··· Provided records ···

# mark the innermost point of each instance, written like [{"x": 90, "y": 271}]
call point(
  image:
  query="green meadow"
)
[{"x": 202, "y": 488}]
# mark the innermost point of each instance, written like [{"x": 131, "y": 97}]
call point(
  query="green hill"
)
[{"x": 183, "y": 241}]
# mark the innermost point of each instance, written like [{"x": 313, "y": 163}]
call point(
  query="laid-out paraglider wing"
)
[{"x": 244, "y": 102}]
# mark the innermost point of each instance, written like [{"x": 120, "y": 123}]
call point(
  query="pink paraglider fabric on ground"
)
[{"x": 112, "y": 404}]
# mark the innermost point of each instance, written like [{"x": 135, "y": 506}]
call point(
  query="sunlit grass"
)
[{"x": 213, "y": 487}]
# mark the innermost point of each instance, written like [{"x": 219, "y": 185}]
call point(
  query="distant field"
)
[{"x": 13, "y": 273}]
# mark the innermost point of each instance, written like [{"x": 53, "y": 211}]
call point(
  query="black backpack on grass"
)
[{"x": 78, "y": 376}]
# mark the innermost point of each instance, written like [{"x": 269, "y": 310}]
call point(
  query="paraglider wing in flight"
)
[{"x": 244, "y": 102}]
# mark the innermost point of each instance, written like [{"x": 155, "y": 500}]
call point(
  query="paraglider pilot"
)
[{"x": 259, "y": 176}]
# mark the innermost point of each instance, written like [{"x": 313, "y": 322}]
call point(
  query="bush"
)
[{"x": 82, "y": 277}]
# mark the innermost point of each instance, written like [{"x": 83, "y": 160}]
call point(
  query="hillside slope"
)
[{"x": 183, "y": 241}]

···
··· Provided records ···

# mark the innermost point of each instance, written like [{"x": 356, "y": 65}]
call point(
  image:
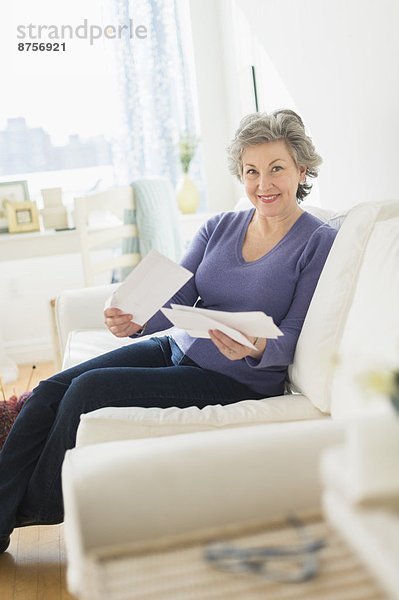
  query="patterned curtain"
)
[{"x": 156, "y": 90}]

···

### Exercise task
Report each line of the rows above that contains the string "green". Letter case must match.

### Answer for this exercise
  query="green meadow"
  query="green hill"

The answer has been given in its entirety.